▶ TASK DETAILS:
Write what comes next in the passage on Herbalife's stock, picking up right after its last sentence.

▶ EXTRACT PROVIDED:

Herbalife Ltd. (NYSE:HLF)

During the fourth quarter of 2012, McCormack increased the size of his position in Herbalife Ltd. (NYSE:HLF) by 61% to a total of 2.3 million shares. Billionaire Bill Ackman of Pershing Square publicly accused the company of being a pyramid scheme last December (see Ackman’s stock picks); the stock is well up from its lows, but still down from where it was before Ackman’s presentation and down 49% in the last year. This has left Herbalife Ltd. (NYSE:HLF) quite cheap in terms of financial metrics, with a trailing P/E of only 9. Revenue and earnings have been increasing, and the current dividend yield is over 3%.

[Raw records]
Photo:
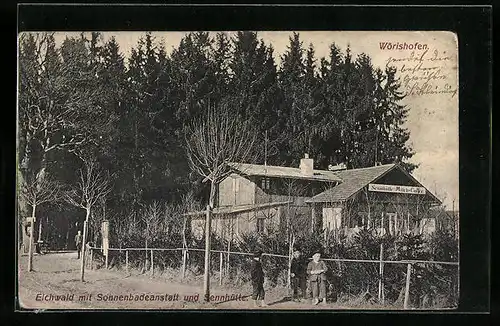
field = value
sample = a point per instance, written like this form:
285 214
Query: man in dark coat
298 275
258 280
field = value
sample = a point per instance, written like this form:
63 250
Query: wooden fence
150 251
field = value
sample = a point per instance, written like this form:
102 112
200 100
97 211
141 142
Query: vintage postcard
261 170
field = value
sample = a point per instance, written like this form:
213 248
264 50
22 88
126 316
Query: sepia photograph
238 170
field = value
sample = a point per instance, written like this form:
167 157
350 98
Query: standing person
78 242
298 276
258 280
316 269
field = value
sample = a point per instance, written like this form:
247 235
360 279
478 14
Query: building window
260 225
266 184
236 185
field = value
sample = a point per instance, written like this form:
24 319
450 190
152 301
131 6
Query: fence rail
227 253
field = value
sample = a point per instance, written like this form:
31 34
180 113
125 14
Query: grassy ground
59 274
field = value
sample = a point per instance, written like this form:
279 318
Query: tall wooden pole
30 251
407 287
30 254
206 276
220 267
381 275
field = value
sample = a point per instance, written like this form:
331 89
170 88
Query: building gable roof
283 172
356 179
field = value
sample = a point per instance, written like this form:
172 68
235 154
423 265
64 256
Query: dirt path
58 274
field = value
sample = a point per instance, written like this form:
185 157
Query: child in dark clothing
258 280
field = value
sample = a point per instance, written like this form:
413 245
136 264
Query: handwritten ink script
426 72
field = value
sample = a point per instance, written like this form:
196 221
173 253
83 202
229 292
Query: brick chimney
306 166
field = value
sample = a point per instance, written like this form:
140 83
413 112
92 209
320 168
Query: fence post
381 275
407 287
90 258
126 260
152 263
220 268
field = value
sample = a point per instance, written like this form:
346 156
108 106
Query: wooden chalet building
259 198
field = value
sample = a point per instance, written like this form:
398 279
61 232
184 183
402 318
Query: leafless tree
217 138
93 185
35 191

▶ ANSWER TO THIS EXERCISE:
Tiger Consumer Management reported ownership of 1.2 million shares of Carter’s, Inc. (NYSE:CRI), a $3.5 billion market cap designer and retailer of children’s apparel. The company experienced double-digit growth rates on both top and bottom lines in its last quarterly report compared to the fourth quarter of 2011. The stock is priced for growth, however, with a valuation equal to 22 times trailing earnings. Viking Global, managed by billionaire and fellow Tiger Cub Andreas Halvorsen, owned 3.7 million shares at the end of December according to its 13F (find Halvorsen’s favorite stocks).